* [Work instructions] From the data below, return the exact lines starting at the line containing "positive clicks: (271, 313) (26, 298)" and ending at the line containing "positive clicks: (319, 329) (366, 337)", both included, and nothing else.

Dataset entries
▼▼▼

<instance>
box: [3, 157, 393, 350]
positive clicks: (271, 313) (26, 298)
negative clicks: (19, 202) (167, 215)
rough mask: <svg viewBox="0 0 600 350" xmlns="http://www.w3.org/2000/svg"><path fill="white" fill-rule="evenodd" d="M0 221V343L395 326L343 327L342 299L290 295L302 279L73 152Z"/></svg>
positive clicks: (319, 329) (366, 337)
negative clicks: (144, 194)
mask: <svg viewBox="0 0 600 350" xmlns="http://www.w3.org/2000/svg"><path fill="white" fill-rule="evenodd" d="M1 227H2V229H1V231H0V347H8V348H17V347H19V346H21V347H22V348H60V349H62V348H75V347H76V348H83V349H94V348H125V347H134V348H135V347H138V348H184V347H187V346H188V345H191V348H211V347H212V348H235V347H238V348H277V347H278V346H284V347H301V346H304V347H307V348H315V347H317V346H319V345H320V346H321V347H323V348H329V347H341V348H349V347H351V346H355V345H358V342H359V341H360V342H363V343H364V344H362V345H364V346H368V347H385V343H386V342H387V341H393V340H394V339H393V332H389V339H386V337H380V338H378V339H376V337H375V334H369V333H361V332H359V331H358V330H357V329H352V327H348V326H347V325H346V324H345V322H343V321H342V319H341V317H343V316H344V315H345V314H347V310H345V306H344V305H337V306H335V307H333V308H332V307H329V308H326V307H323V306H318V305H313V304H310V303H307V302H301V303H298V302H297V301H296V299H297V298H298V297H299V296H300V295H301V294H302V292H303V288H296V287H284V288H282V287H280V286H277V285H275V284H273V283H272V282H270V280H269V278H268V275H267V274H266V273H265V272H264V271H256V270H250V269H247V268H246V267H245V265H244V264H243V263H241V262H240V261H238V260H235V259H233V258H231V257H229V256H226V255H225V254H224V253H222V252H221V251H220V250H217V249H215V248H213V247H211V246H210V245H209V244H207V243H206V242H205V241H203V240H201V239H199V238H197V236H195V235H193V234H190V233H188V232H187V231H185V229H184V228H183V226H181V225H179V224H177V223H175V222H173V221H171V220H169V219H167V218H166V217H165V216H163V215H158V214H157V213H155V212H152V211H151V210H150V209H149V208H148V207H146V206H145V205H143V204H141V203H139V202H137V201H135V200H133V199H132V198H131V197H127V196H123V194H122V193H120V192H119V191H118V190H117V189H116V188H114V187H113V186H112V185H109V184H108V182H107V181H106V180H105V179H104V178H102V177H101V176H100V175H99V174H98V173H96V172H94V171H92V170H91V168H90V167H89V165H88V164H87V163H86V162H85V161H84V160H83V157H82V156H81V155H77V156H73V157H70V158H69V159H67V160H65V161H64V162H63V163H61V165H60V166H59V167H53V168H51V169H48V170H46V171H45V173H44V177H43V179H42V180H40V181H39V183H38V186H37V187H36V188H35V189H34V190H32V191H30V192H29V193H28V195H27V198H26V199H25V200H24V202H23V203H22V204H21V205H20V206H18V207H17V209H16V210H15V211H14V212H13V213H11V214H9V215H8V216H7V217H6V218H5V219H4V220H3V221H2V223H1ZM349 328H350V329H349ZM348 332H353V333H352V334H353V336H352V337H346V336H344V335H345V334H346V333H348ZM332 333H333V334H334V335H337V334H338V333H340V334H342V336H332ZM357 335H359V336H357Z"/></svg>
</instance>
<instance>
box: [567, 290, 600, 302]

▲▲▲
▼▼▼

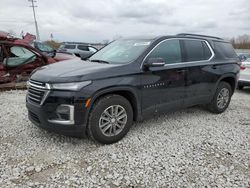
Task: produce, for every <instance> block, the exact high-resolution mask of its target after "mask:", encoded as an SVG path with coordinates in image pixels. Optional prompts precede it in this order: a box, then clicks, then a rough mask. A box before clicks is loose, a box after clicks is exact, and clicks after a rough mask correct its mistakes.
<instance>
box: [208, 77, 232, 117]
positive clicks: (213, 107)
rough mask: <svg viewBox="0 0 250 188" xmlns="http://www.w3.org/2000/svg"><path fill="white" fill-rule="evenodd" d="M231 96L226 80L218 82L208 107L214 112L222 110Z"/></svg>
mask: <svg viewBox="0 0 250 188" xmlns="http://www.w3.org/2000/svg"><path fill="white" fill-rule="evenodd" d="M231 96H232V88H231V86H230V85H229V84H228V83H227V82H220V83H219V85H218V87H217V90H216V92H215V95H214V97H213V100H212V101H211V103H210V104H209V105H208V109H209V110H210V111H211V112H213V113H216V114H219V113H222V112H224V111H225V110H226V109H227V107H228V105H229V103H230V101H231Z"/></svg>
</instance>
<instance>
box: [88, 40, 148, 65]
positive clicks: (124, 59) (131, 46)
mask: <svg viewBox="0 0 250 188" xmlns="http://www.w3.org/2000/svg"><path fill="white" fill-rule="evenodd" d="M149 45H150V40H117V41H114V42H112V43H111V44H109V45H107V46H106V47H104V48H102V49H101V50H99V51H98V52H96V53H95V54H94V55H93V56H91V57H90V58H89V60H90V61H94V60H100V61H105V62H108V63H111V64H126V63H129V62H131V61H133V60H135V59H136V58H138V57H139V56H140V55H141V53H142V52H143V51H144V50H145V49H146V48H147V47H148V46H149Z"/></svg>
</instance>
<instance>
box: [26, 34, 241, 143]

▲▲▲
▼▼▼

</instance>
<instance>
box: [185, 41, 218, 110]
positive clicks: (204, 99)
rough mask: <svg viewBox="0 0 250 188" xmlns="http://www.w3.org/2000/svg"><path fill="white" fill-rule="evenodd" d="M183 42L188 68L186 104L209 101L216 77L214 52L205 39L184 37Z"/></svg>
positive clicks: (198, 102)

▲▲▲

* [Result of this task]
positive clicks: (271, 313) (26, 298)
negative clicks: (19, 202) (167, 215)
rough mask: <svg viewBox="0 0 600 350" xmlns="http://www.w3.org/2000/svg"><path fill="white" fill-rule="evenodd" d="M0 221V343L395 326L343 327L342 299L290 295L302 279L73 152Z"/></svg>
positive clicks: (319, 329) (366, 337)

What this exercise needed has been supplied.